● **Source extract**
--*--

The scatter plot matrix shows correlations between key features. We observe:
- Strong correlations between different magnitude measurements (koi_imag, koi_gmag, koi_rmag, koi_zmag, koi_jmag)
- These correlations make sense since they represent observations of the same stars at different wavelengths
- The high correlations (>0.7) suggest that feature selection or dimensionality reduction could be beneficial

## 3. Principal Component Analysis (PCA)

PCA transforms our dataset into a new coordinate system to identify the directions of maximum variance.

In [5]:
def perform_pca_analysis(X_train, feature_names, scaler, class_names, y_train, n_components=20):
    """
    Perform PCA analysis and create interactive visualizations, including class separation.
    Parameters:
    -----------
    X_train : DataFrame
        Training data
    feature_names : list
        Names of features
    scaler : StandardScaler
        Fitted scaler
    class_names : list
        Names of classes
    y_train : Series
        Training labels
    n_components : int
        Number of PCA components to analyze
    Returns:
    --------
    optimal_components : int
        Optimal number of components based on 95% variance
    pca : PCA
        Fitted PCA object
    """
    # Scale the data
    X_scaled = scaler.fit_transform(X_train)

    # Apply PCA
    pca = PCA(n_components=min(n_components, len(feature_names)))
    pca.fit(X_scaled)

    # Get explained variance ratio
    explained_variance = pca.explained_variance_ratio_
    cumulative_variance = np.cumsum(explained_variance)

    # Find optimal number of components for 95% variance
    optimal_components = np.argmax(cumulative_variance >= 0.95) + 1

    # Create interactive bar chart for explained variance
    variance_fig = go.Figure()

    # Individual explained variance
    variance_fig.add_trace(go.Bar(
        x=list(range(1, len(explained_variance) + 1)),
        y=explained_variance,
        name='Individual',
        marker_color=COLORBLIND_PALETTE['blue'],
        hovertemplate='PC%{x}<br>Variance Explained: %{y:.4f}<extra></extra>'
    ))

--*--

● **Records**
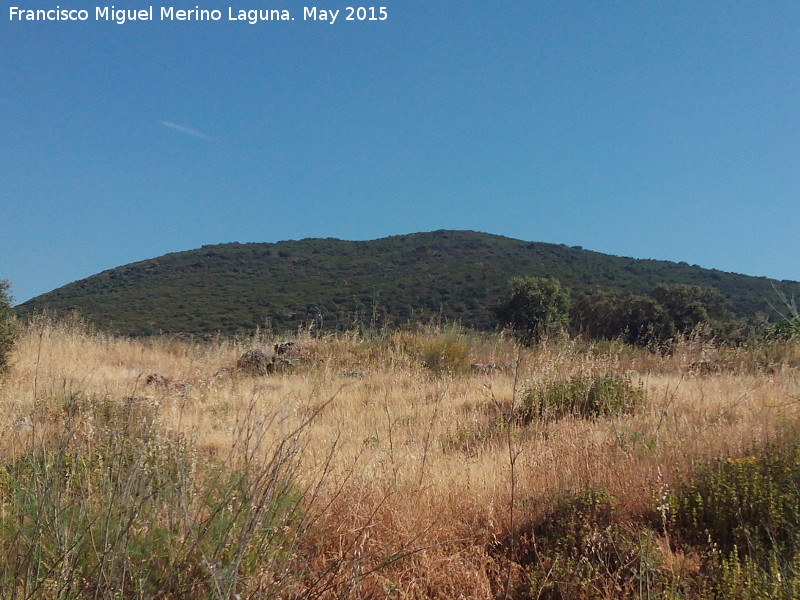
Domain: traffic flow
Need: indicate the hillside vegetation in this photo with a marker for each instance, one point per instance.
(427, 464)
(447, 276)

--*--

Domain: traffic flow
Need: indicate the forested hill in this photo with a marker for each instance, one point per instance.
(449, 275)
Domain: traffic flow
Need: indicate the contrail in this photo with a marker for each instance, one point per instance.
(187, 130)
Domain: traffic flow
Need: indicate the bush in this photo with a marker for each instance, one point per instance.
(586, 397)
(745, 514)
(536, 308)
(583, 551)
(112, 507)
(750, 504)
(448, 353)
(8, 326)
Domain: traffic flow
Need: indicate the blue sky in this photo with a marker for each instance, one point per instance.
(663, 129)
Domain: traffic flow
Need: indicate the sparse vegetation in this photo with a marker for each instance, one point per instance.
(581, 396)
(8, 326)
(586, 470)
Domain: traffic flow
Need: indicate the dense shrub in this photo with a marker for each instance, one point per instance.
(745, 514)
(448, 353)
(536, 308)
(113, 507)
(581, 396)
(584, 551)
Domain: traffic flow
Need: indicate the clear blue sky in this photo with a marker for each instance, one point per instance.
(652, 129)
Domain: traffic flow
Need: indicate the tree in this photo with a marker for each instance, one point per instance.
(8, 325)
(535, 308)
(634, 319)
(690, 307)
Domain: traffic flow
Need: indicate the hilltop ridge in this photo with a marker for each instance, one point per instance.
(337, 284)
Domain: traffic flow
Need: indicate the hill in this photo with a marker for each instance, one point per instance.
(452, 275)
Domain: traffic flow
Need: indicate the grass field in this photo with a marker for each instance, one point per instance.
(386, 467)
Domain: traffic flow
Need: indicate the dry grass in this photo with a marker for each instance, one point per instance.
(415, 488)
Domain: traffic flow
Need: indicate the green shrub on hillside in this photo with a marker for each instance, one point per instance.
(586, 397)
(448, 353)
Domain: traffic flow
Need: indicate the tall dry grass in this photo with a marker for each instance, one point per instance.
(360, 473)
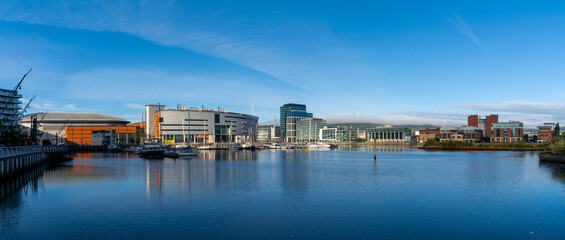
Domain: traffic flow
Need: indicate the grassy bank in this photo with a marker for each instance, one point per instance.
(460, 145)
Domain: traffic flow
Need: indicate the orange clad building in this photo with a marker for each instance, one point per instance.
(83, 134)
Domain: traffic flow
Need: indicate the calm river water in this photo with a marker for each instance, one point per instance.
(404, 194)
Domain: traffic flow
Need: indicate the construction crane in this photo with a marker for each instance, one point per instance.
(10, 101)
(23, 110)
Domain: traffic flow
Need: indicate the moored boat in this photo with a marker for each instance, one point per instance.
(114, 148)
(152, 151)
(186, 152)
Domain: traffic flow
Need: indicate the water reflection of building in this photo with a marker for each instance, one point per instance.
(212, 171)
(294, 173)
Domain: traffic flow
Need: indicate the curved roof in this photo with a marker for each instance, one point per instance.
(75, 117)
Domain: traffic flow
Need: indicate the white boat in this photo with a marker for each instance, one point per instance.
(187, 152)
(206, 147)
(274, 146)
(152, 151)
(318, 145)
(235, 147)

--*--

● **Requests**
1. In the PCA notebook excerpt, translate this sentence into Spanish: "PCA transforms our dataset into a new coordinate system to identify the directions of maximum variance."
2. Rewrite the PCA notebook excerpt between "The scatter plot" and "including class separation.", inclusive, swapping "scatter plot matrix" for "pairwise plot grid".

● **Exercise results**
1. PCA transforma nuestro conjunto de datos en un nuevo sistema de coordenadas para identificar las direcciones de máxima varianza.

2.
The pairwise plot grid shows correlations between key features. We observe:
- Strong correlations between different magnitude measurements (koi_imag, koi_gmag, koi_rmag, koi_zmag, koi_jmag)
- These correlations make sense since they represent observations of the same stars at different wavelengths
- The high correlations (>0.7) suggest that feature selection or dimensionality reduction could be beneficial

## 3. Principal Component Analysis (PCA)

PCA transforms our dataset into a new coordinate system to identify the directions of maximum variance.

In [5]:
def perform_pca_analysis(X_train, feature_names, scaler, class_names, y_train, n_components=20):
    """
    Perform PCA analysis and create interactive visualizations, including class separation.